## TASK INSTRUCTIONS
Could you give every record again, exactly as it reads?

## INFORMATION
+ + +

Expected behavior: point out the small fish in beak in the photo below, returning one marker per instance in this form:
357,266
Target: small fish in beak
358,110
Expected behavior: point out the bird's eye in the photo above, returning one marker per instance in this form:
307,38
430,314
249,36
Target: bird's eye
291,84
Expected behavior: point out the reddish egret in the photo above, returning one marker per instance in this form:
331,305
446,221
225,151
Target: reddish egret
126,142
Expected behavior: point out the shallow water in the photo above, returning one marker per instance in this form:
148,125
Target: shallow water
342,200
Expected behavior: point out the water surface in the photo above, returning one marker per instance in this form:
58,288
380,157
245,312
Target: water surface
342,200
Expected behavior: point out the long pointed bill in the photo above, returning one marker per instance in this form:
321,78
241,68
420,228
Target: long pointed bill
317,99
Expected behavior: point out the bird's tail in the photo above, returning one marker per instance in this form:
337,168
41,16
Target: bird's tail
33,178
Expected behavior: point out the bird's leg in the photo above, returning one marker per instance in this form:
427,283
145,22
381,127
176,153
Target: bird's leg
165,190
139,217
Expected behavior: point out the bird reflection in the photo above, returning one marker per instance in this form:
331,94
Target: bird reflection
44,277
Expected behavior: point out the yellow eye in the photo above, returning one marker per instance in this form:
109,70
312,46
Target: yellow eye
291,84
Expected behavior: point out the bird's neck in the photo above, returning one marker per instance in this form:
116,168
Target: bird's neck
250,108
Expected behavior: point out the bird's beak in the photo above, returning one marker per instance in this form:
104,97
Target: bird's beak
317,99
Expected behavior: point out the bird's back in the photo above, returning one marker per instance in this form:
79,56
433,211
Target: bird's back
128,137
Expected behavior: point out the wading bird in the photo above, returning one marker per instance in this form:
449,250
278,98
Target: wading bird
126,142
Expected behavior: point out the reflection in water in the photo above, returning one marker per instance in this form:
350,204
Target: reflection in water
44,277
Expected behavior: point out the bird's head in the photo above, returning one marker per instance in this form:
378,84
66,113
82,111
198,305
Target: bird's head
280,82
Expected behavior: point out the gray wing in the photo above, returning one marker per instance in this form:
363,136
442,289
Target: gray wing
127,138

+ + +

## THE COMPLETED TASK
Expected behavior: point out the small fish in beak in the photo below, returning one marker per instance in this form:
357,266
Target: small fish in beak
358,110
Expected behavior: point out the bird's eye in the photo above, returning one marker per instance in this form:
307,38
430,314
249,36
Target: bird's eye
291,84
Expected behavior: point out the reddish egret in the photo above, returning one marker per instance in this form:
331,305
446,221
225,151
Target: reddish egret
126,142
Expected behavior: point out the shallow water in the photo above, returning one marker per instance in this form:
148,125
Target: shallow water
342,200
Expected behavior: point out the water surface in the photo above, returning one marker per instance in this form:
58,288
380,157
245,312
Target: water surface
342,200
Expected behavior: point out the long pointed bill in the photo above, returning one marker per instance in this form:
321,78
241,68
420,228
Target: long pointed bill
317,99
Expected behavior: point out the bird's tail in the photo above, returning one marker per instance in this form:
337,168
41,16
Target: bird's tail
33,178
Expected behavior: point out the bird's leg in the photo above, returning one marker per instance in this form:
427,283
145,22
381,127
176,153
Target: bird's leg
165,190
139,217
Expected behavior: point out the bird reflection in the photo above, returning one marker per instance in this form:
331,94
Target: bird reflection
44,277
Expected behavior: point out the yellow eye in the photo above, returning one marker per instance in this form:
109,70
312,46
Target: yellow eye
291,84
Expected behavior: point out the bird's neck in the photo above, returning one marker per instance in this form:
116,168
Target: bird's neck
250,108
Expected behavior: point out the bird's beak in the photo above, returning one marker per instance in this form:
104,97
Target: bird's beak
317,99
Expected behavior: point out the bird's back in the photo above, returning one marker per instance in this form:
79,56
433,211
Target: bird's back
128,137
Expected behavior: point out the wading bird in the photo above, returning one marker per instance in this form:
449,250
278,98
Target: wading bird
126,142
Expected behavior: point out the reflection in water in the photo above, returning one marker per instance in this form:
350,204
Target: reflection in water
44,277
Expected behavior: point out the bird's head in the photo above, returning one marker per instance in this form:
378,84
66,113
82,111
198,305
Target: bird's head
280,82
Expected behavior: point out the gray wing in the photo above, returning one marker per instance in this form:
363,136
442,289
Target: gray wing
127,138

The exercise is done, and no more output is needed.